Rows from a dataset
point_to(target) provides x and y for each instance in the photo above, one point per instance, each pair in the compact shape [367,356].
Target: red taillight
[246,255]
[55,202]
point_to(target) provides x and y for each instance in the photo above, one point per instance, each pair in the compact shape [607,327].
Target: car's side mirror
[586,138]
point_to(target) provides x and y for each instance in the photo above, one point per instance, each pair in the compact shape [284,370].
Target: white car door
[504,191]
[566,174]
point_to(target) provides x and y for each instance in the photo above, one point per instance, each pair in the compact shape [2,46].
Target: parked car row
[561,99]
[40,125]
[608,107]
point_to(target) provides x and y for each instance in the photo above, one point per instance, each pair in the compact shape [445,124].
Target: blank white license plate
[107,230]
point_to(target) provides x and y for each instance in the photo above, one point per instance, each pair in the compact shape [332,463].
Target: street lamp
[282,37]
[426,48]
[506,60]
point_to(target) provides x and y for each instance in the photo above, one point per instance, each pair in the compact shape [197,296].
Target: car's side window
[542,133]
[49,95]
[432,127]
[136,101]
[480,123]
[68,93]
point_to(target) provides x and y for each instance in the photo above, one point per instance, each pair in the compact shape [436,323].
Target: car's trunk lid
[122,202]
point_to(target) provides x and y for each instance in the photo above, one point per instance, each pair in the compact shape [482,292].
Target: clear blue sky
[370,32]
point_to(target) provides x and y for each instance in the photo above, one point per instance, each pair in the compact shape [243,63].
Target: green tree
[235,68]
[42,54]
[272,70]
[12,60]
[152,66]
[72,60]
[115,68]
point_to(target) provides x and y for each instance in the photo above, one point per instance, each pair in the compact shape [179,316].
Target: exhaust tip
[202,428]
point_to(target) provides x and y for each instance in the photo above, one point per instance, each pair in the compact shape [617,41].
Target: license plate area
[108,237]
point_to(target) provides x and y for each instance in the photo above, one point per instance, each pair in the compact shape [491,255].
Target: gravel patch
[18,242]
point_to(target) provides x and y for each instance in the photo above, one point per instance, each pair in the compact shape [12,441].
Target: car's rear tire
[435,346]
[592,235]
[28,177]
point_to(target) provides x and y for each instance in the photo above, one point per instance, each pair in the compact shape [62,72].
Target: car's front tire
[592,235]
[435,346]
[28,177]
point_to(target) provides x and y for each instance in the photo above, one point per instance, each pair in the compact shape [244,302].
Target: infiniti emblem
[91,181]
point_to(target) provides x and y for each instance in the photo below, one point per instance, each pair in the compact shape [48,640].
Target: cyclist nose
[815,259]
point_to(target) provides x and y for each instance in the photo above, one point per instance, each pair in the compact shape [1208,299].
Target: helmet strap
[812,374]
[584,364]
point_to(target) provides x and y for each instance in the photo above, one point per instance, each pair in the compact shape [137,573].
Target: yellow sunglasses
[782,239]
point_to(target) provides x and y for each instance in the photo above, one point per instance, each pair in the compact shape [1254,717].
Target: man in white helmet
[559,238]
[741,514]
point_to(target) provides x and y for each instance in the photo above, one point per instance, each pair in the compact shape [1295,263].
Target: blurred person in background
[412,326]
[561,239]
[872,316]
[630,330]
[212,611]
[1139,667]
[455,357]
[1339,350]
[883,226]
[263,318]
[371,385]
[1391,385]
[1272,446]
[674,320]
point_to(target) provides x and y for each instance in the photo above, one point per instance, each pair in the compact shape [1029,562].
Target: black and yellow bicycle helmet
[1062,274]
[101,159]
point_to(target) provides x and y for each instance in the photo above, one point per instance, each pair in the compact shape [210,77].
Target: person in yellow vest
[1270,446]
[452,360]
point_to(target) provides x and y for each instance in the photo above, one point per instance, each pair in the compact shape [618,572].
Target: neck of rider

The problem -
Make an exact copy of every entry.

Written reply -
point_to(target) provides x and y for each instance in the photo above, one point per instance, each pair in the compact shape [367,356].
Target: red taillight
[246,255]
[55,202]
point_to(target) provides x and y for each instance in the photo above, one point per instance, each pair in the compact shape [607,327].
Target: car's side mirror
[586,138]
point_to(target) provides x and y for each instance in the photo above, one point per instance, each pair in the compact shape [284,370].
Target: white car door
[504,191]
[566,174]
point_to(target) provides x and y for each instance in the photo above, one point per instance, each pair in the compact shape [2,46].
Target: parked car row
[561,99]
[40,125]
[608,107]
point_to(target) provides x and y for each instance in the photo above, one point per instance, each pair in the compact shape [445,124].
Target: blank white license plate
[107,230]
point_to(target) provides x and y for each instance in the photo above, one point per instance, each pair in the compact shape [332,463].
Target: street lamp
[282,37]
[426,48]
[506,60]
point_to(target) provides x and y for each instance in the photo above, one point per instance, each pair in the compact shape [197,296].
Target: car's side window
[542,133]
[49,95]
[432,127]
[136,101]
[480,123]
[68,93]
point_to(target) provides x and y for each instance in the photo above, one point per instance, each pair in the compact shape [436,323].
Target: car's trunk lid
[122,202]
point_to(target) provides x and y for each instance in the photo above, one point per instance, each pair in the compact shape [482,292].
Target: clear blue sky
[370,32]
point_to(target) provides x and y for each instance in the photo above, one point per instance, each pair in the compact shape [243,63].
Target: green tree
[235,68]
[42,54]
[272,70]
[12,60]
[152,66]
[72,60]
[115,68]
point_to(target) provides x and y for each instance in the photo above, one point per instance, each pair in the compact shape [179,316].
Target: exhaust tip
[202,428]
point_to(target) provides x and y for each instance in the photo above, one point per instance, each pair in the compact shape [617,41].
Target: license plate area
[108,237]
point_to(target) provides x and y for each instance in the photo above, one point per instance, each pair in the compact shape [491,255].
Target: gravel patch
[18,242]
point_to(target) provides x and y for each instance in the photo above, one point per instance, each pair in the compact shape [12,441].
Target: car's rear tire
[435,346]
[592,235]
[28,177]
point_to(target) provides x and y for each instance in the photo above, one point per instance, each pair in the compact shape [62,72].
Target: car's front tire
[592,235]
[435,346]
[28,177]
point_to(target) provides x and y for each instance in the photo above, one point per instance, each pair in the compact shape [244,302].
Target: infiniti emblem
[91,181]
point_to(target) provides x and y for each instance in the photo below, one point per instance, each pair in the compact shape [48,640].
Target: cyclist nose
[815,259]
point_to(target) provides x and y for each instance in the photo above, one point per instance, each pair in the compact shape [1208,299].
Target: helmet strap
[812,374]
[584,364]
point_to(target) provides x and y for each instance in the photo above, one point per instance, each pair in the compact shape [137,573].
Target: yellow sunglasses
[782,239]
point_to(target) provides x and y for each instance in the photo above, one point per instance, each pair in the compact shape [1254,717].
Target: man in white helmet
[559,238]
[741,514]
point_to(target) provides x and y for each instance in the photo above, one point per instance, each pair in the compact shape [1295,263].
Target: blurred person in background
[412,326]
[561,239]
[872,316]
[630,330]
[212,611]
[1139,667]
[455,357]
[1339,350]
[883,226]
[263,318]
[371,385]
[1391,385]
[1272,446]
[674,320]
point_to(target) provides x and y for each instance in the photo above, one point per instance, each pair in the compact shape [1029,562].
Target: black and yellow bicycle helmet
[1062,274]
[101,159]
point_to(target) provides x and y for each instance in the photo above, one point per instance, each pair in the compact shape [210,77].
Target: person in yellow vest
[1270,446]
[452,360]
point_to(target) provides x and y for each instance in the photo above, one point per instance, each pair in the compact shape [618,572].
Target: neck of rider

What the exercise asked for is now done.